> **EXTRAIT FOURNI**:
..........

Ainsi, les prêteurs sont aujourd'hui assujettis, par la force de la loi, non seulement aux avaries grosses, mais encore aux avaries simples, s'il n'y a une convention contraire; tandis que sous l'empire de l'Ordonnance, ils n'étaient point assujettis, par la force de la loi, aux avaries. simples, sans stipulation formelle à cet égard. C'est ce qui faisait dire à Valin que l'usage des contrats à la grosse serait aboli, s'il n'était permis de stipuler que le donneur serait contribuable aux avaries simples. (Voyez Valin sur l'art. 16, titre du contrat à la grosse; voyez aussi, aux art. 397, 398, 399, 400, 401, 403 du Code de commerce, ce que l'on entend par ava ries simples et avaries communes ).

Du reste, Emérigon, d'après Valin et Pothier, nous donne, au texte, les véritables raisons de cette différence, dans l'obligation entre les avaries communes et les avaries simples, et pourquoi on peut convenir que le prêteur ne sera point tenu des avaries simples, tandis qu'il n'est pas permis de stipuler qu'il sera également exempt de contribuer aux avaries communes. De même, Emérigon établit les véritables principes qui s'opposent à ce qu'on puisse stipuler que le prêteur à la grosse ne sera tenu que de certains dangers. Il est bien permis aux assureurs de déterminer les risques dont ils seront garans, et d'exclure ceux dont ils ne veulent pas être responsables. Mais on ne peut admettre un pareil pacte dans le contrat à la grosse, sur-tout d'après les dispositions de l'art. 325 du Code de commerce. En effet, sitôt que le contrat à la grosse demeure nul par la perte entière arrivée par cas fortuit, dans le tems et le lieu des risques, conformément à cet article, il serait intolérable que l'emprunteur, privé de ses effets par un cas fortuit, fût encore obligé de payer le capital et le change maritime, sous prétexte d'un pacte évidemment nul et usuraire.

..........

> **OBJECTIF DE L'EXERCICE**:
Poursuivez le passage sur le contrat à la grosse et les avaries en écrivant la suite qui vient après sa dernière phrase.

..........

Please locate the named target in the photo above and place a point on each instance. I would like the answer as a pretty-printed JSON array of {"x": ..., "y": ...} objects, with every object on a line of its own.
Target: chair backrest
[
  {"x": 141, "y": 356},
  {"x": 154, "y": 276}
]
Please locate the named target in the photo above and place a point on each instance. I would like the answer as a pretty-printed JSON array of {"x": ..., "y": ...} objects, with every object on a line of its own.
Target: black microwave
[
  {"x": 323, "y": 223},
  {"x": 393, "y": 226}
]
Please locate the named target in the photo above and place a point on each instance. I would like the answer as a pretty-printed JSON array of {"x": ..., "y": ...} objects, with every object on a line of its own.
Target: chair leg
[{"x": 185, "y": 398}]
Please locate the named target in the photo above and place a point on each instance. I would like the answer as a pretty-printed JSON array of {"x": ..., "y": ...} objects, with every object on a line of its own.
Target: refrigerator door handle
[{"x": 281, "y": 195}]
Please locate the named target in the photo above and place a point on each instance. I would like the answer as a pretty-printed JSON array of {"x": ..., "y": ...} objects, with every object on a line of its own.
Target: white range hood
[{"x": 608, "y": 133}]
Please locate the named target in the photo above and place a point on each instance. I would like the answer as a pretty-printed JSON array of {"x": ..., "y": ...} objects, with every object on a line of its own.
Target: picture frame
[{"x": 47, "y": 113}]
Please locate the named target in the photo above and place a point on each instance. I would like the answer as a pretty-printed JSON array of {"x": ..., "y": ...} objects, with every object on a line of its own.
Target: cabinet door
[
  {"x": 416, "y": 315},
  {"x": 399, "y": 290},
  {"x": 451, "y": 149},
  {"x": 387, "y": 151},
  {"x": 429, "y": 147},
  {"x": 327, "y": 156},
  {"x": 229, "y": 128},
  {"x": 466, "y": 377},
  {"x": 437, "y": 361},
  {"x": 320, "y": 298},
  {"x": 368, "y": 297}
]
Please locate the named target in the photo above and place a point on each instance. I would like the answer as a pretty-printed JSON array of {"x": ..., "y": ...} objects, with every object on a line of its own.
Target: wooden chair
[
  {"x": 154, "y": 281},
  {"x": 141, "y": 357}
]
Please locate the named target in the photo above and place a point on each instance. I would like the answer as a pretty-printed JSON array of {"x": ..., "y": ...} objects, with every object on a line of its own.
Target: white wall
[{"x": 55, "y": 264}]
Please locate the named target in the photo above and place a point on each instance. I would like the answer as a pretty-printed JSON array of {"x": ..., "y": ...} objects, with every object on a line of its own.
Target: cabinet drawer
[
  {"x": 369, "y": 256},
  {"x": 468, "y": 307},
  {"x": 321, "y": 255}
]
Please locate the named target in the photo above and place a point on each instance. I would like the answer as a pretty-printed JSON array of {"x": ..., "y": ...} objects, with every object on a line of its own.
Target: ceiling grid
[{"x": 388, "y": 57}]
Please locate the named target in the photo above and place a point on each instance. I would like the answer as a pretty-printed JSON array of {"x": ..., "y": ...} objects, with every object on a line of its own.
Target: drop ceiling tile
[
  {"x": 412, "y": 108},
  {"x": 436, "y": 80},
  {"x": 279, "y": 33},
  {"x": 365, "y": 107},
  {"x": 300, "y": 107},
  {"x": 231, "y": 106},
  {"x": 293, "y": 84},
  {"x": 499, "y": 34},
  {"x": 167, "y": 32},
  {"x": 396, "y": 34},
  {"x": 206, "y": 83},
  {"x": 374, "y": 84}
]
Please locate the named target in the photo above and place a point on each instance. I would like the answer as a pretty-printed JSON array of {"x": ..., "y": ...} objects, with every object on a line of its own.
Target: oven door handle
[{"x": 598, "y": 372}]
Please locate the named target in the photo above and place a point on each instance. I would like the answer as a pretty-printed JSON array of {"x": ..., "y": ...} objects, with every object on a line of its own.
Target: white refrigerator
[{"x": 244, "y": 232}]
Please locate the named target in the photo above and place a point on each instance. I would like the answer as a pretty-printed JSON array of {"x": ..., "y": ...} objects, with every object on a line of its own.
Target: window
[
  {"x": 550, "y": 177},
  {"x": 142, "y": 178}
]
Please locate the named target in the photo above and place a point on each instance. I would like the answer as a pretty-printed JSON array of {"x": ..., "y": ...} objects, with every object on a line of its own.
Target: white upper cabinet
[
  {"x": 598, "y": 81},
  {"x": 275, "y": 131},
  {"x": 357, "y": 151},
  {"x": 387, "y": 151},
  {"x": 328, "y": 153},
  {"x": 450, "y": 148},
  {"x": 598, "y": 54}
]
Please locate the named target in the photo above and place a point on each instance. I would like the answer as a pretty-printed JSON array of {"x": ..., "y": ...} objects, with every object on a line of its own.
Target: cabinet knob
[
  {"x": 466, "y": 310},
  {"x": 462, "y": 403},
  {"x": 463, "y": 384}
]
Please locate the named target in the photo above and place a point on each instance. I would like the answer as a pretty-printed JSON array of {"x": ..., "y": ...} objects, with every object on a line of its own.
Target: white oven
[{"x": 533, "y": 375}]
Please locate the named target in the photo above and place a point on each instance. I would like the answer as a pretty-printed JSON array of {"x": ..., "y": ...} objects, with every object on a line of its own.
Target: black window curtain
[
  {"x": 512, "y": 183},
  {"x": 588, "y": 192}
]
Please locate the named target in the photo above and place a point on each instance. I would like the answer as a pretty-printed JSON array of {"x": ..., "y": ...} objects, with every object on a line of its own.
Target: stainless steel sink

..........

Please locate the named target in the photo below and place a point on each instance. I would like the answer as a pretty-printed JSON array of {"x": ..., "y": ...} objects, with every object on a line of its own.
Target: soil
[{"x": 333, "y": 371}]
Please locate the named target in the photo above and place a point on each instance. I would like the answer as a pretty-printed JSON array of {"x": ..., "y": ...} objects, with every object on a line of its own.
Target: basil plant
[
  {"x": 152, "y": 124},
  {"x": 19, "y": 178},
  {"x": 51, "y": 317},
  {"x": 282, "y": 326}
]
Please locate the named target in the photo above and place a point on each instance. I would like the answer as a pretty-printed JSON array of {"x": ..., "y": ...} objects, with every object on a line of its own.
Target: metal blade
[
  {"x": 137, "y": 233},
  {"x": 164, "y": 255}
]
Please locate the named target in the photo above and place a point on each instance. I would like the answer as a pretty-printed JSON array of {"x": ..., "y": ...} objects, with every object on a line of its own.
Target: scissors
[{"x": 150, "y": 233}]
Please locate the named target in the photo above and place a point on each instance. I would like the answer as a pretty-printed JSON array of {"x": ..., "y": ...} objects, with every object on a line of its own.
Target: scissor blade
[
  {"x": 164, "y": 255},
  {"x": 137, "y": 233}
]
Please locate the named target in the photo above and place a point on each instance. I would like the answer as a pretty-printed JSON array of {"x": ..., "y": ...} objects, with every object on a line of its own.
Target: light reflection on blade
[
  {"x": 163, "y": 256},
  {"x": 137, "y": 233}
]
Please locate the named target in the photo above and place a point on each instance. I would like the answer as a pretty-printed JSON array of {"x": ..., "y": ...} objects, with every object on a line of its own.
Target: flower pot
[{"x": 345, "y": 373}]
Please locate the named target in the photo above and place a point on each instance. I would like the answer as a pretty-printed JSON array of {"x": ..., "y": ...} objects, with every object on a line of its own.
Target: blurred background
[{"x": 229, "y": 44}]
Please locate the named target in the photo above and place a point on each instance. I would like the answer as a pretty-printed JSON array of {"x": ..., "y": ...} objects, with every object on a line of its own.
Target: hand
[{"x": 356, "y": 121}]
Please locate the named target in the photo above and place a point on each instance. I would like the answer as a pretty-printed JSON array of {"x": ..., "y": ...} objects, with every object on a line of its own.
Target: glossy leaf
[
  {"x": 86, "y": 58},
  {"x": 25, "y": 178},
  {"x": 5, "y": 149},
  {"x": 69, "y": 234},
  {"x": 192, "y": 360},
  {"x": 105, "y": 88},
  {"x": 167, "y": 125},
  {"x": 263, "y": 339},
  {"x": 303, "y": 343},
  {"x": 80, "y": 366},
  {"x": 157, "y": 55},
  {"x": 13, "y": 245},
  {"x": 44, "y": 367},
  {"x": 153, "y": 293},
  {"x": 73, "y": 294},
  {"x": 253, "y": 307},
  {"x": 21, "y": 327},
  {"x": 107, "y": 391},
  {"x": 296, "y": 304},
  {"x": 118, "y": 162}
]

..........

> **RÉPONSE ATTENDUE**:
Il faut aussi dire, avec Valin, cité au texte, que l'imputation ne se fait que du jour où le donneur a été mis en demeure de contribuer. La contribution s'opère ainsi, par exemple: si l'emprunt est fait sur moitié d'un chargement de 20,000 fr., et que les avaries réduisent cette valeur à la somme de 16,000 fr., le droit du prêteur ne peut plus s'exercer que sur 8,000 fr.

au lieu de 10,000 fr., parce que sa contribution proportionnelle est de 2,000 fr., comme celle de l'emprunteur. Il en serait autrement si l'emprunt était fait sur la totalité des 20,000 fr. Alors, comme la somme 20,000 fr. tout entière est affectée au prêt, et non pas seulement à la moitié, le prête aurait droit sur la totalité de la valeur des effets. (Voyez d'ailleurs ci-après la sect. 1 sa conférence, du chap. 11, et la sect. 19 du tit. 9, tom. 3 de notre Cours de droit maritime).

SECTION II.

En règle générale, les donneurs ne répondent que des fortunes

de mer.

L'ART. 11, titre des contrats à la grosse de l'Ordonnance, décide que le contrat à la grosse demeure nul par la perte entière des effets sur lesquels on a prêté, pourvu qu'elle arrive par cas fortuit, dans le tems et dans les lieux des risques.

Il est donc certain qu'en règle générale le donneur ne répond des pertes qu'autant qu'elles arrivent par fortune de mer: Creditor subit periculum navigationis, in casibus fortuitis tantùm. Roccus, de navib., not. 51.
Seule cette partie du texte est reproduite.